● Document text:
There are no shuttles running in Sunnyvale, period. The parking lot
egress would be blocked by any shuttles. The shuttle bay of
note is at Mountain View. During the commute the shuttles spill
onto the side streets.
Argh. A double post of an incomplete posting.
Anyway, I digress. Regardless of Caltrain being special – the point is that any complaint that the bikes are screwing up Caltrain is an end around by Caltrain staff. The bikes are not a problem – the only
problem is that it is too successful. To say that about anything related to a transit system in California – heck anywhere outside of NYC and maybe Chicago, is saying a lot.
Like the term “bike enthusiasts” (thanks for ending its use), I find the closing paragraph to be disappointing:
“By implementing bike share systems, American cities have the potential to increase the use of biking while also discouraging the nasty habit of bringing bikes onto transit vehicles.”
No doubt that bike stations should be added to many transit nodes, but the idea that bicycles are an annoyance could negatively impact the efficacy of said transit systems is disappointing. In King County, Washington the implementation of bikes on buses has been a great success.
As you point out, more bicycles also could help expand the 1/2 mile radius that most transit centers assume for being walkable. This will be particularly true in Seattle with the opening of Sound Transit’s Central Link. There, the separation between stations frequently exceed 1/2 mile, and luckily bikes can help fill solve part of this deficiency.
Furthermore, bikes can help augment developing urban rail systems in environments that do not yet have sufficient rail systems to be fully effective (not sufficient geographic coverage, etc). Bike share could serve as an important component to augment the gaps in rail, but not the only one (oftentimes people carry more than just themselves on their bikes – bike share isn’t adequately equipped to handle this).
In Europe, the problem of getting bikes on trains was largely solved through the use of FOLDING bicycles, which are significantly more compact.
How about selling some more of those?
The two bicycle capacity frames mounted on the front of San Francisco’s Muni buses have been in place since the late 1990’s (1997 ? 1998 ?). Link below for the curious. I’ve seen them used all over town and especially in the hillier sections. Supposedly this feature was modeled after something done in Seattle.

● Dataset section:
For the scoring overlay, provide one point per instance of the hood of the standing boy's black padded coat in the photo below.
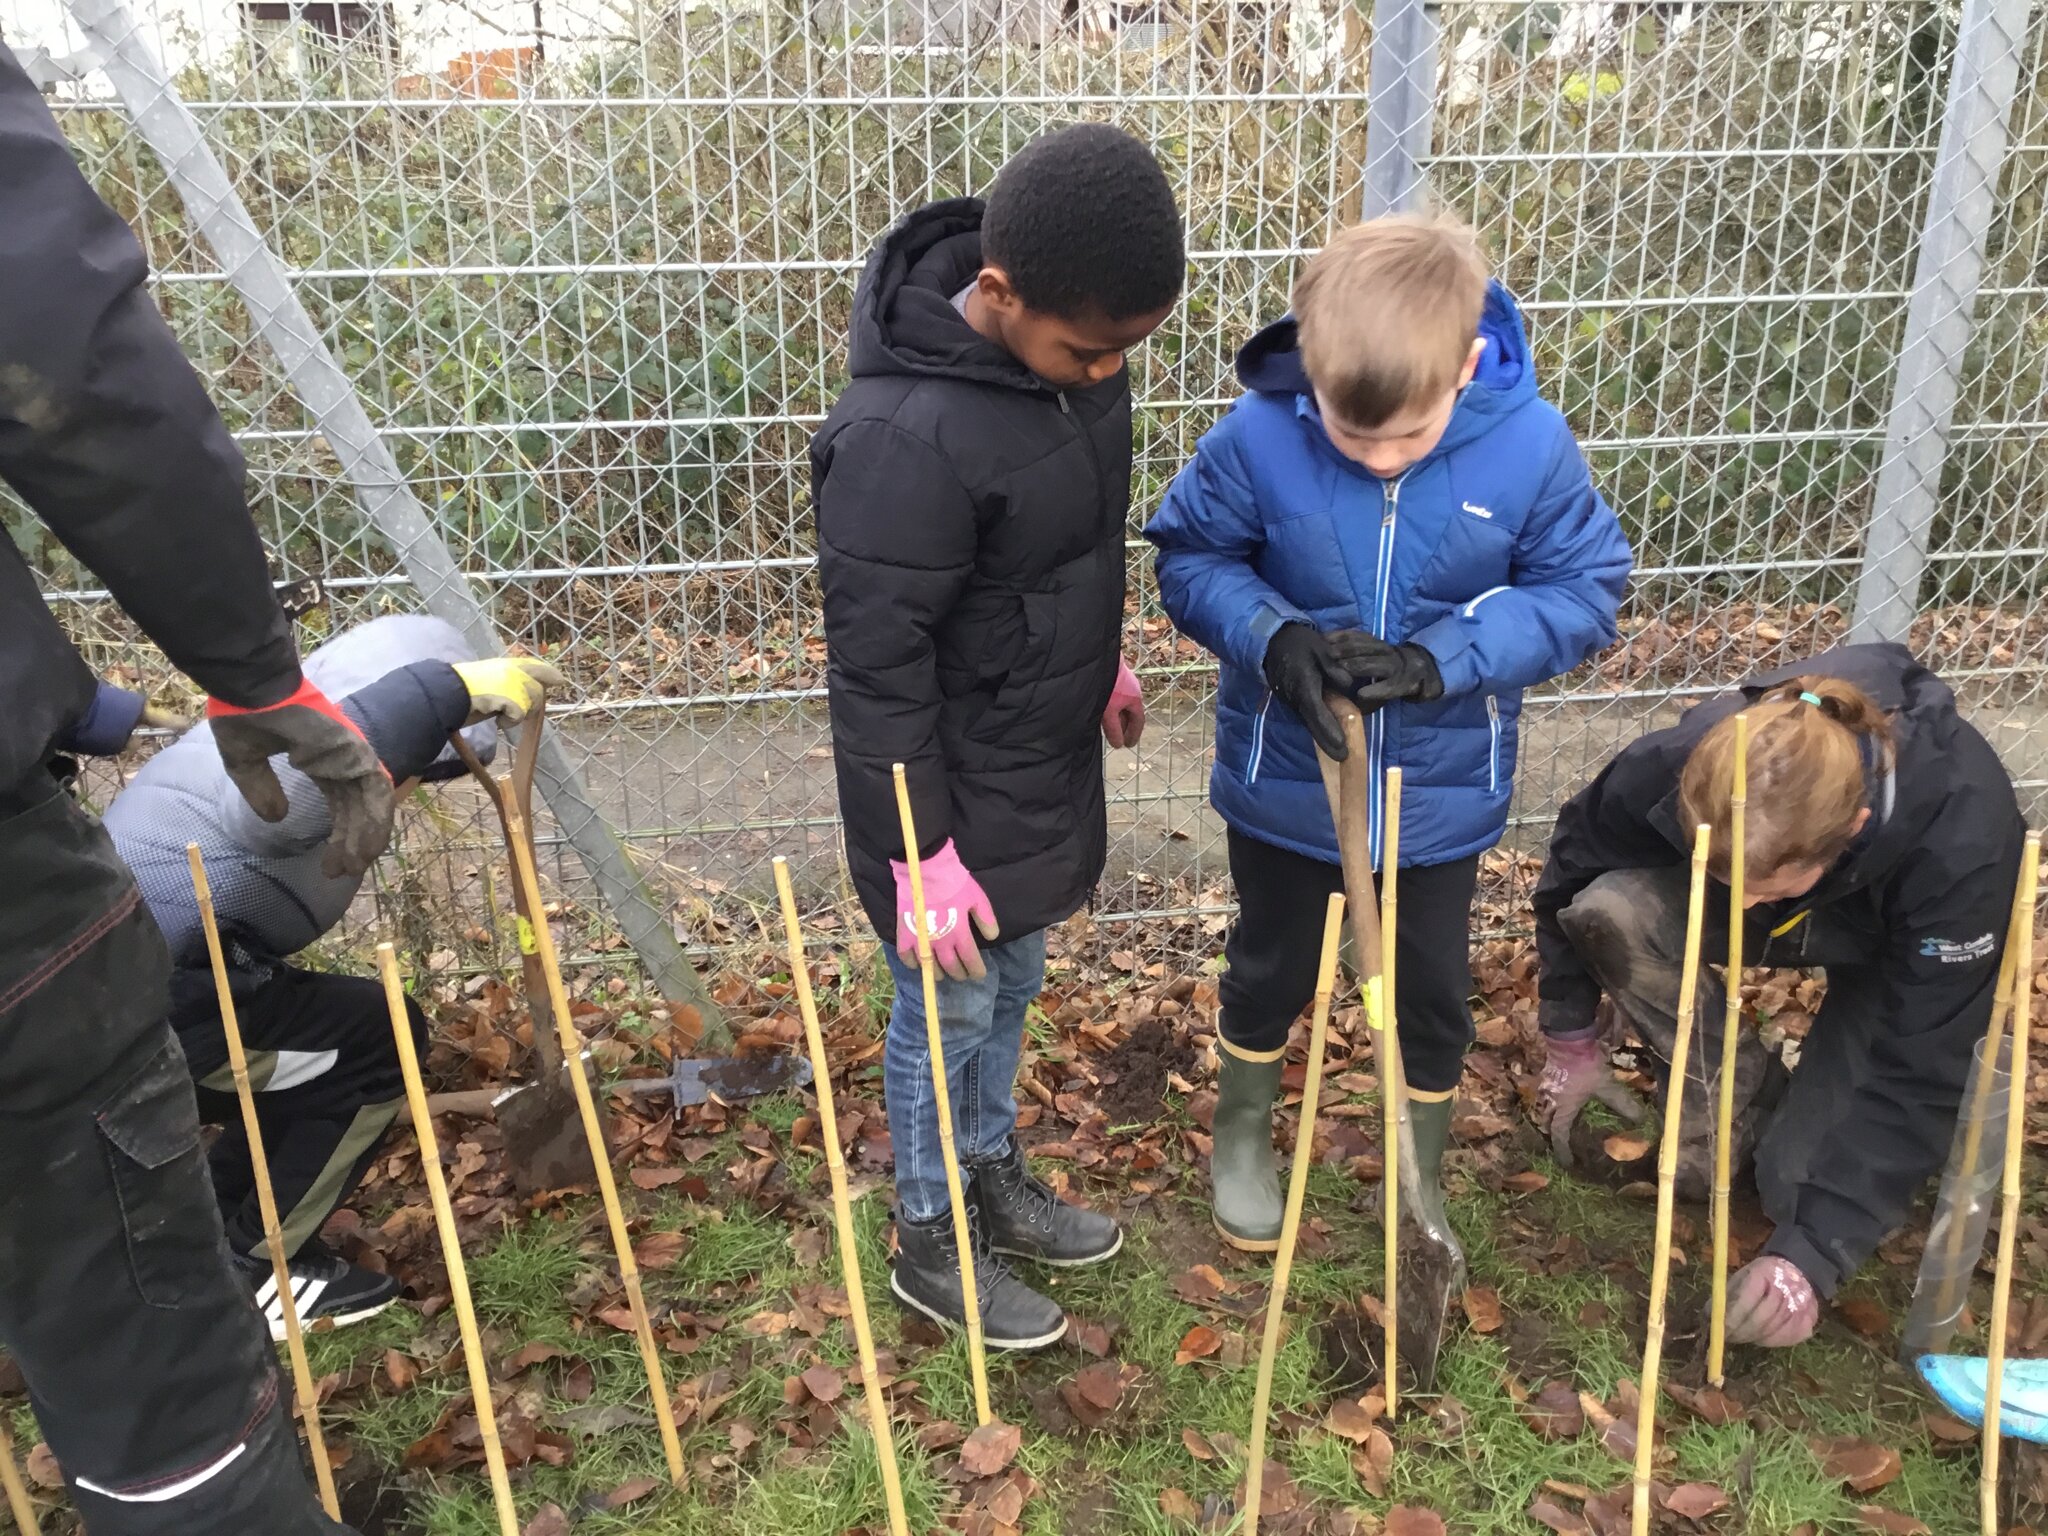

● Tasks and exercises:
1 - According to the bikes-on-transit comments, how was the problem of getting bikes on trains largely solved in Europe?
2 - Copy the passage from the bikes-on-transit comments word for word, starting at "As you point" and ending at "of this deficiency.".
The data above isn't needed for anything here.

● Answers to each task:
1 - By using folding bicycles, which are significantly more compact.

2 -
As you point out, more bicycles also could help expand the 1/2 mile radius that most transit centers assume for being walkable. This will be particularly true in Seattle with the opening of Sound Transit’s Central Link. There, the separation between stations frequently exceed 1/2 mile, and luckily bikes can help fill solve part of this deficiency.